TASK: The required output is the line containing "leg and report the pixel coordinates." through the final line of the material below, printed exactly, with no other lines.

DATA:
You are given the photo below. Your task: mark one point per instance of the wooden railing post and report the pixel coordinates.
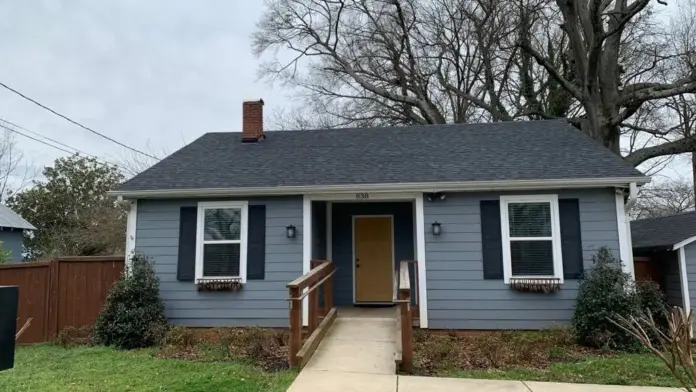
(406, 332)
(328, 295)
(295, 325)
(313, 310)
(309, 285)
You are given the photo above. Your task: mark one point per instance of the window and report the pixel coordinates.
(531, 237)
(221, 240)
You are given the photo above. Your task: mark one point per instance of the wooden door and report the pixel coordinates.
(374, 259)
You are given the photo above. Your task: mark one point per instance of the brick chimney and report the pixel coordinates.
(252, 121)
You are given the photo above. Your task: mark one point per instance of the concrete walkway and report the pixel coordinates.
(357, 355)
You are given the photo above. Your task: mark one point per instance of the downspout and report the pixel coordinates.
(632, 197)
(630, 202)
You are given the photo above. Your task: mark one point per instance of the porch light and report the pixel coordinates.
(290, 231)
(437, 228)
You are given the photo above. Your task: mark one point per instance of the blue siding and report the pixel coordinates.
(459, 297)
(12, 240)
(342, 240)
(690, 255)
(261, 303)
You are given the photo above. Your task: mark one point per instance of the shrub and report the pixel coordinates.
(75, 336)
(133, 315)
(652, 300)
(605, 292)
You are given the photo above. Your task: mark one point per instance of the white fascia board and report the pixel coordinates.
(400, 187)
(684, 243)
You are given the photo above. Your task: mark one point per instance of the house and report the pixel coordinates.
(12, 227)
(665, 252)
(485, 210)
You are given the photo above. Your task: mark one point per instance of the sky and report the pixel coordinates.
(152, 74)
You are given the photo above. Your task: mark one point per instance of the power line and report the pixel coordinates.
(75, 122)
(52, 140)
(44, 137)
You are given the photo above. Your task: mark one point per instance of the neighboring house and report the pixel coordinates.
(12, 228)
(665, 251)
(485, 209)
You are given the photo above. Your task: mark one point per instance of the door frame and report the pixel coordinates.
(365, 195)
(393, 261)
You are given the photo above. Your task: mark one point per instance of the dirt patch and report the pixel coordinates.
(265, 348)
(436, 351)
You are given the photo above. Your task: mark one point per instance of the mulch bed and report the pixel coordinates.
(436, 351)
(264, 348)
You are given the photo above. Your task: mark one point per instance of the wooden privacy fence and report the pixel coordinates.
(63, 292)
(320, 276)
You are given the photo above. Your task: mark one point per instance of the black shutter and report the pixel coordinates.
(256, 239)
(569, 211)
(186, 264)
(491, 240)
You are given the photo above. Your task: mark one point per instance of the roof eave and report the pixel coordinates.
(396, 187)
(684, 243)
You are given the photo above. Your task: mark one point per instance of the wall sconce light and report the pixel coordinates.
(435, 196)
(290, 231)
(437, 228)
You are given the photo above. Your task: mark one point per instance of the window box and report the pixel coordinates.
(221, 243)
(531, 238)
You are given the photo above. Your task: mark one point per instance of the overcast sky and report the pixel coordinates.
(154, 74)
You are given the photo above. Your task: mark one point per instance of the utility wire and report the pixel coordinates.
(49, 144)
(75, 122)
(44, 137)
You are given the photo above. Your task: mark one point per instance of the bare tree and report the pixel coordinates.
(386, 62)
(664, 198)
(672, 345)
(15, 173)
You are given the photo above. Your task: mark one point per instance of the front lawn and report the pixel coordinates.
(533, 356)
(53, 368)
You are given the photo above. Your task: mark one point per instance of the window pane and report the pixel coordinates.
(530, 219)
(220, 260)
(531, 258)
(222, 223)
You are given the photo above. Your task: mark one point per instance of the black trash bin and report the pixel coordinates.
(9, 295)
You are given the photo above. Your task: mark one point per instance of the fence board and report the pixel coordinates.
(64, 292)
(32, 280)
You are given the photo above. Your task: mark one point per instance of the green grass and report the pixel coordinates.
(623, 369)
(53, 368)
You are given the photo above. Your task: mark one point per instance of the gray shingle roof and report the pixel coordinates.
(414, 154)
(663, 232)
(9, 218)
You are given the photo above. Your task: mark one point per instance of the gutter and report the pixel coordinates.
(397, 187)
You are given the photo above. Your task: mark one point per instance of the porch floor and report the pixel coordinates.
(361, 342)
(352, 312)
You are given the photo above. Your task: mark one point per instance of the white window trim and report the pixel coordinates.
(202, 206)
(555, 234)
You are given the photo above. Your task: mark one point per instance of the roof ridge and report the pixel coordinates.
(398, 127)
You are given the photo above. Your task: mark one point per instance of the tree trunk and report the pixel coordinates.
(693, 170)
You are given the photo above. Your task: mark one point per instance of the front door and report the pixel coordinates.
(374, 259)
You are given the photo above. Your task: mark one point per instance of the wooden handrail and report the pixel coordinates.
(311, 277)
(308, 285)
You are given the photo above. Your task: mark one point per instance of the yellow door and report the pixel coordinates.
(374, 261)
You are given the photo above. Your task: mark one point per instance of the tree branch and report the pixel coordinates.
(680, 146)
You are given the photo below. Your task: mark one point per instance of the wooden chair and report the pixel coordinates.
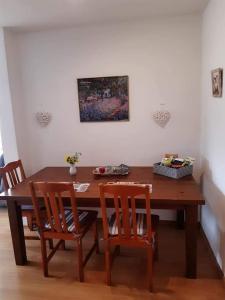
(12, 174)
(126, 226)
(63, 223)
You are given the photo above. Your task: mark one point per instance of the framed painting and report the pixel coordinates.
(103, 99)
(217, 82)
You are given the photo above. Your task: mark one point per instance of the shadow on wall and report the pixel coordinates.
(213, 213)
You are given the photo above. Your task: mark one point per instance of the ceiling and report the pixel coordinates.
(41, 14)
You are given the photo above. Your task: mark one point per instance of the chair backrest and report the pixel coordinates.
(124, 202)
(51, 194)
(12, 174)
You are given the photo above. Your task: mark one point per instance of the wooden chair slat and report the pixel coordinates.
(75, 211)
(48, 210)
(125, 215)
(62, 212)
(118, 215)
(16, 175)
(104, 213)
(55, 212)
(134, 218)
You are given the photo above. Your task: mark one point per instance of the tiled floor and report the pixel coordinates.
(128, 272)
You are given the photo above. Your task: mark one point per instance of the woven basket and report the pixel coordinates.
(172, 172)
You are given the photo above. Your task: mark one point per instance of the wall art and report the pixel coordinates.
(217, 82)
(103, 99)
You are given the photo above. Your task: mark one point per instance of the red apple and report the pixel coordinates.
(102, 170)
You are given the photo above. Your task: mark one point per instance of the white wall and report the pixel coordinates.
(213, 128)
(7, 125)
(161, 58)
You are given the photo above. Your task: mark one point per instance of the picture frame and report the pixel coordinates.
(103, 98)
(217, 82)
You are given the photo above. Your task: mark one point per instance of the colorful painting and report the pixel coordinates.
(217, 82)
(103, 99)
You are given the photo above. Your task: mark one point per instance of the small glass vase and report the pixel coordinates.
(73, 169)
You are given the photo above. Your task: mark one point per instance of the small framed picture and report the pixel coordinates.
(103, 99)
(217, 82)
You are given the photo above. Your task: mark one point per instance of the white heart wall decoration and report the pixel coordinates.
(43, 118)
(161, 117)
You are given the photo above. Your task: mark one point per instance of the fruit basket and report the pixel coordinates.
(174, 167)
(172, 172)
(111, 170)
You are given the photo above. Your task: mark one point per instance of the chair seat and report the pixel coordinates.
(30, 208)
(86, 217)
(141, 224)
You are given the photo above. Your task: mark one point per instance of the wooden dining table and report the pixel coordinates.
(166, 193)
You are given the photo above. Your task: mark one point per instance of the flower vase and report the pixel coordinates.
(73, 169)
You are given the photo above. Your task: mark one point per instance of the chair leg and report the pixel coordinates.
(80, 260)
(156, 249)
(150, 271)
(30, 222)
(108, 264)
(51, 246)
(63, 245)
(96, 237)
(44, 257)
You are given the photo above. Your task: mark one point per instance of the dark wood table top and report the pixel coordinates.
(165, 191)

TASK ANSWER:
You are given the photo above. Your task: mark one point per instance of the chair leg and report the pixel coordinates.
(80, 260)
(156, 249)
(150, 271)
(30, 222)
(108, 264)
(51, 246)
(63, 245)
(96, 237)
(44, 257)
You are given the photo above. Your task: mark one point per instance of the dark wood table top and report the pixel coordinates.
(165, 191)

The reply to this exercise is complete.